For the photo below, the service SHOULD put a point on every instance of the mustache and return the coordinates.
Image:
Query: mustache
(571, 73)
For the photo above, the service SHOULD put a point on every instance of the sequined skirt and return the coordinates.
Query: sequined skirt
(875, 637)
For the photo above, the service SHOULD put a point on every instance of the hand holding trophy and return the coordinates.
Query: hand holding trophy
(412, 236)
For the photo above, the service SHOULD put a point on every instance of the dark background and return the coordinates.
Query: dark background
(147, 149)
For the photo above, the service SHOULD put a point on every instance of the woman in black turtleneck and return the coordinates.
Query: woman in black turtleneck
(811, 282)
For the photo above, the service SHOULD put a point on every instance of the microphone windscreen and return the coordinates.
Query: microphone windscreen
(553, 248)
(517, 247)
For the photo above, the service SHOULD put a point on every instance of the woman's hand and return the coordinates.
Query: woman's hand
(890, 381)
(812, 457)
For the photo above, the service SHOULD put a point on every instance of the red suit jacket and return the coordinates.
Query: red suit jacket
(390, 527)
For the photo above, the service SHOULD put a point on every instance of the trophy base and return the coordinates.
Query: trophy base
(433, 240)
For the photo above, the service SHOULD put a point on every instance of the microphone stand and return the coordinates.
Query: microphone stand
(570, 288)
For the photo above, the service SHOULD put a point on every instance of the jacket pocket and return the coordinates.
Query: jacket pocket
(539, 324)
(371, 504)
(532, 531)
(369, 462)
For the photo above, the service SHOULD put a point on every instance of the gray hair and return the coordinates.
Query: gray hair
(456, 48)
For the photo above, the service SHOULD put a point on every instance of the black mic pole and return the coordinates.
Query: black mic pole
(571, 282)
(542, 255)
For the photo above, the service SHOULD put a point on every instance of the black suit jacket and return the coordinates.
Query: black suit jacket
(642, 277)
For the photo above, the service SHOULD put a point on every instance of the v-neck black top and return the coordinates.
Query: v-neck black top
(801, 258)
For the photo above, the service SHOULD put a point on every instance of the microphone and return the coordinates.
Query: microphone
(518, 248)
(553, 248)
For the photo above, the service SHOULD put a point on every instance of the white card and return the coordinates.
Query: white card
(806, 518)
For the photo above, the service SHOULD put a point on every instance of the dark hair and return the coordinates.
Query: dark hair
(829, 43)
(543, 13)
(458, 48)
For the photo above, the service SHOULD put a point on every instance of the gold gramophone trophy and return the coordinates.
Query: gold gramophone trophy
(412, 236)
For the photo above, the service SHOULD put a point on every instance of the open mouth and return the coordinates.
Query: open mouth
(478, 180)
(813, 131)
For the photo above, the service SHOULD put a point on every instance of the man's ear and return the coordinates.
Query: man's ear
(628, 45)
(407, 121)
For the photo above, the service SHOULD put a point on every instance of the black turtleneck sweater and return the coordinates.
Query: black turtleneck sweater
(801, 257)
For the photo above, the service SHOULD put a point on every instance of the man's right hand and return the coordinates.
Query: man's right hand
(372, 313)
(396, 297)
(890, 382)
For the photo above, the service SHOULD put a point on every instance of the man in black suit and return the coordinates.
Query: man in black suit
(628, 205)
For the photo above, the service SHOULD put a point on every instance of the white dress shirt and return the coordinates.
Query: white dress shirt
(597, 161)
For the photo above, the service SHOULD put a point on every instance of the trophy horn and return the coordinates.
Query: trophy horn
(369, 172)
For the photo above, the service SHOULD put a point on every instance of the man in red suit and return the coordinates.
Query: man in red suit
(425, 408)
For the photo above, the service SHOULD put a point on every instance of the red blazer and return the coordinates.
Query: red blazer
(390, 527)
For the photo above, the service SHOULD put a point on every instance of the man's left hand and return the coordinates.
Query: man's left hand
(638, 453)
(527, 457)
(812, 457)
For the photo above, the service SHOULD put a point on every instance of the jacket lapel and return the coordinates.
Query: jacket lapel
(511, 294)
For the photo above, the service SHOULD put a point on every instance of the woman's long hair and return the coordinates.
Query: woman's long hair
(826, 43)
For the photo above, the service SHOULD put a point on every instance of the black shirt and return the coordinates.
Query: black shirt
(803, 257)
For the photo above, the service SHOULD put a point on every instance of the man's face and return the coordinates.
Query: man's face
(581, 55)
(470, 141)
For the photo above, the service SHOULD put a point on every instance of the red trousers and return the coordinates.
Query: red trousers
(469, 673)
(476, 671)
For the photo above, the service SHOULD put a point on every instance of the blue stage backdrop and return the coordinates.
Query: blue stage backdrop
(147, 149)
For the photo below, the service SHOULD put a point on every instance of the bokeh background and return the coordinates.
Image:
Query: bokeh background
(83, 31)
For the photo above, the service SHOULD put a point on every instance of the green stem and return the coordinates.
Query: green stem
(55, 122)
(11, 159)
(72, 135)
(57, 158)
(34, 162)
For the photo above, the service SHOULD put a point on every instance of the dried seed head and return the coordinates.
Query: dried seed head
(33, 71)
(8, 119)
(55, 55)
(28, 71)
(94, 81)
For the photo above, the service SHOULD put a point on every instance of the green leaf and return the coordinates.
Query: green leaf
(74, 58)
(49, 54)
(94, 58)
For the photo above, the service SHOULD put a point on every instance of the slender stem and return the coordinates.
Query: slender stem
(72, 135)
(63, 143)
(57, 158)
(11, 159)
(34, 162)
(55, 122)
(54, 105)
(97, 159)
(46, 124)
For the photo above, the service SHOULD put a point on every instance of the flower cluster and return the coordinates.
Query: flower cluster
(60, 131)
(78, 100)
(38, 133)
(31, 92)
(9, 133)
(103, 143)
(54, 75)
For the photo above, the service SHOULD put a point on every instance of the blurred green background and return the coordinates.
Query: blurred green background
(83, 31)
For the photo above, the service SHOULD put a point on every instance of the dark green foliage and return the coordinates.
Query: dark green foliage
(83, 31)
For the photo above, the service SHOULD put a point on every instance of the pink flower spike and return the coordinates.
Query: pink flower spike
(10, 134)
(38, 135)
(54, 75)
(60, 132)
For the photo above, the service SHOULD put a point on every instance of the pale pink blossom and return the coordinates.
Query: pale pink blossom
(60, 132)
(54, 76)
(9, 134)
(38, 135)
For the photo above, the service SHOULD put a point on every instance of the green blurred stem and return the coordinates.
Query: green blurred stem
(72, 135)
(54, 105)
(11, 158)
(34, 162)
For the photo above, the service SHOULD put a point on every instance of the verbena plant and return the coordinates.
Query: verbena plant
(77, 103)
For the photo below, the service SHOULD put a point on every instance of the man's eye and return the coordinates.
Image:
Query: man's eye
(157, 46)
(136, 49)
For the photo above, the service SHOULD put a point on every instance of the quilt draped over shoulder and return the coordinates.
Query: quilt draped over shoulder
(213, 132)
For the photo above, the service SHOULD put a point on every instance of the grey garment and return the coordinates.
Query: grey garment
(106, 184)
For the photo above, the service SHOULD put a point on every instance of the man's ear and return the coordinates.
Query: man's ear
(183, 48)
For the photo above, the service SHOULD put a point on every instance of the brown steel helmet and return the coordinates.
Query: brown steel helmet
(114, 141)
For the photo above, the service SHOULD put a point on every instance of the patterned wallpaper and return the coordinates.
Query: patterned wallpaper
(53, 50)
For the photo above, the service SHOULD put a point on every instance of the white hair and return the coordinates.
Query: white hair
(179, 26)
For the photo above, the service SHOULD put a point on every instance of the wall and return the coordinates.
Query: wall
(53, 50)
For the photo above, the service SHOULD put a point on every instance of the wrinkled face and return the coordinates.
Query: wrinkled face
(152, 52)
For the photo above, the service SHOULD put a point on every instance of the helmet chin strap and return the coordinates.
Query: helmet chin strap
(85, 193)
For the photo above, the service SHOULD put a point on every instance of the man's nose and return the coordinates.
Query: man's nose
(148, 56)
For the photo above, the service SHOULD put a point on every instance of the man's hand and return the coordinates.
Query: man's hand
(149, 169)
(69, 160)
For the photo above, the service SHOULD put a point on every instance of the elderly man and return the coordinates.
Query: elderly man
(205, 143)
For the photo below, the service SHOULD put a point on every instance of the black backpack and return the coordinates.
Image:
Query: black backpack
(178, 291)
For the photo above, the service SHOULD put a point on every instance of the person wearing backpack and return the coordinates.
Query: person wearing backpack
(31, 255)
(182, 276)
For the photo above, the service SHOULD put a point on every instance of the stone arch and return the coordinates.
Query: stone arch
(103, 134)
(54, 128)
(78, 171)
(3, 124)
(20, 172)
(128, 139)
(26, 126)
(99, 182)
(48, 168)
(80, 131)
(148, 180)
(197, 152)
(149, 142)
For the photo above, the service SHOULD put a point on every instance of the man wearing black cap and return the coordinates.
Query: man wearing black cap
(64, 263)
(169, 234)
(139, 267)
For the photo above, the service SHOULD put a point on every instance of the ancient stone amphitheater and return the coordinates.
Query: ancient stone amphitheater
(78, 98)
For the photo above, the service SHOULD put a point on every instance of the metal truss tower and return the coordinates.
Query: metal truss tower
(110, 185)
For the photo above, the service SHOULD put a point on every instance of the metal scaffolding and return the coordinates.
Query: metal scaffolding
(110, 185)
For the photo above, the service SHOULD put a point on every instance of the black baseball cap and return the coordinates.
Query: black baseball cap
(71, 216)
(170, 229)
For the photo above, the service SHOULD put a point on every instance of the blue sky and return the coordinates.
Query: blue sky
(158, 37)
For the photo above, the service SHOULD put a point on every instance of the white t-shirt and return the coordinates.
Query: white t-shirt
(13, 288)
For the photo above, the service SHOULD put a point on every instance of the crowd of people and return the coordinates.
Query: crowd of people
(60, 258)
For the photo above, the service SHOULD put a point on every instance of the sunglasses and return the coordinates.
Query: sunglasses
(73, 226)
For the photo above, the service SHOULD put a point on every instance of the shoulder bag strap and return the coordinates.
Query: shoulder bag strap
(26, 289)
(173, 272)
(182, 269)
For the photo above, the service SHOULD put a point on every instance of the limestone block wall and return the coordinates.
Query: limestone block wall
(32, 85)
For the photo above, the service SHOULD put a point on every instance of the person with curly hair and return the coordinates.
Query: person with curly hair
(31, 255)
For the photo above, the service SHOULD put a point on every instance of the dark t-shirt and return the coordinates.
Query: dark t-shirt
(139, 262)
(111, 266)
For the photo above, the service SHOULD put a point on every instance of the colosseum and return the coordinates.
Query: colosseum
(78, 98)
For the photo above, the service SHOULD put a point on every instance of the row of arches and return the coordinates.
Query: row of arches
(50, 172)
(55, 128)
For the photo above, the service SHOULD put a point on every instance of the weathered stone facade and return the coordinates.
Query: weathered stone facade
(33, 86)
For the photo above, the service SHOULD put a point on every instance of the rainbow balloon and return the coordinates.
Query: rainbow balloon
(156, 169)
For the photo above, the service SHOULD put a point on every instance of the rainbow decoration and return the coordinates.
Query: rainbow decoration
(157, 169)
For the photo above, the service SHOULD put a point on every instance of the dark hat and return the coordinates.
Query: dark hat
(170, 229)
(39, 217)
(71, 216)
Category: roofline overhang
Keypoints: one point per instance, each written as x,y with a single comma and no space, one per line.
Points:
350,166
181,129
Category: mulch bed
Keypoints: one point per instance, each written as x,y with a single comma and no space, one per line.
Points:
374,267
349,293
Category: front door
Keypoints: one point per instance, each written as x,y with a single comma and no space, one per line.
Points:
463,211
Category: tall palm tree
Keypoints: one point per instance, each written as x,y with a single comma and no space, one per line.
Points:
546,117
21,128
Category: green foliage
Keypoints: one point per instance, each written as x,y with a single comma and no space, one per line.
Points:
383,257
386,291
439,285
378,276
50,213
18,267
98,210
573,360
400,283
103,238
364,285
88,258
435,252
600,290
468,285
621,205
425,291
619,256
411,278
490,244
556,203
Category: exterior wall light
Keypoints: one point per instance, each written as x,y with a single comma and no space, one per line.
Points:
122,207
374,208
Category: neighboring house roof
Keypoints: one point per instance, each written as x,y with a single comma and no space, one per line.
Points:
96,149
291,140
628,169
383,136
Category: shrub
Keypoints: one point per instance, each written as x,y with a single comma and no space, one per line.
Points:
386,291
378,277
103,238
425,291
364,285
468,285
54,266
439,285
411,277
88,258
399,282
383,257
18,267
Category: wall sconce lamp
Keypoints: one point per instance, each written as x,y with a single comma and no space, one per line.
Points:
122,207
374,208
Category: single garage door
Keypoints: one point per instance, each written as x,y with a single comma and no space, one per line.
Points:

########

Only one number is expected: the count of lines above that contain the string "door".

2